TEXTO DE LEITURA ->
• • •
• Carregando...

Aí estou eu, com a barba e o cabelão dos 26 anos – e com nonna Paulina, mãe de meu pai. Ela visitava minha primeira casa de casado, no tempo em que, como se vê, não era preciso colocar nos muros nem grades altas nem fios eletrificados...

Lembrei da nonna Paulina porque os melhores natais da vida passei em sua casa.

Era uma casa de madeira, a sala era tão pequena que nela mal cabiam a árvore de Natal e os presentes empilhados em volta. Mas a varanda era uma delícia, com piso de vermelhão lisinho e fresco, onde a meninada brincava com os presentes depois de desembrulhar cedinho no dia de Natal. E a nonna, que nunca tinha ouvido falar de ecologia, pegava e alisava todos os papéis de embrulho, para reusar de alguma forma.

O arroz era soltinho, o feijão cremoso, os assados douradinhos. Mas o principal era a polenta da nonna, que ela mexia no panelão com colher de pau e, quando Deus dizia que estava no ponto, ela despejava numa tábua redonda.

A polenta esparramava pela tábua, parando precisamente na borda. Então ela passava azeite nos dedos e passava os dedos num barbante. Esticava o barbante e com ele ia cortando a polenta, em pedaços iguaizinhos, os cortes se encontrando no centro da polenta como os raios duma roda de bicicleta.
• • •
DADOS DISPONÍVEIS ->
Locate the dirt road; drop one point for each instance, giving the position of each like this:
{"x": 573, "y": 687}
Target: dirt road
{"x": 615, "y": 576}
• • •
No texto sobre os natais na casa da nonna Paulina, que utensílio a nonna usava para cortar a polenta despejada na tábua redonda?

Um barbante esticado, pelo qual ela passava os dedos untados de azeite.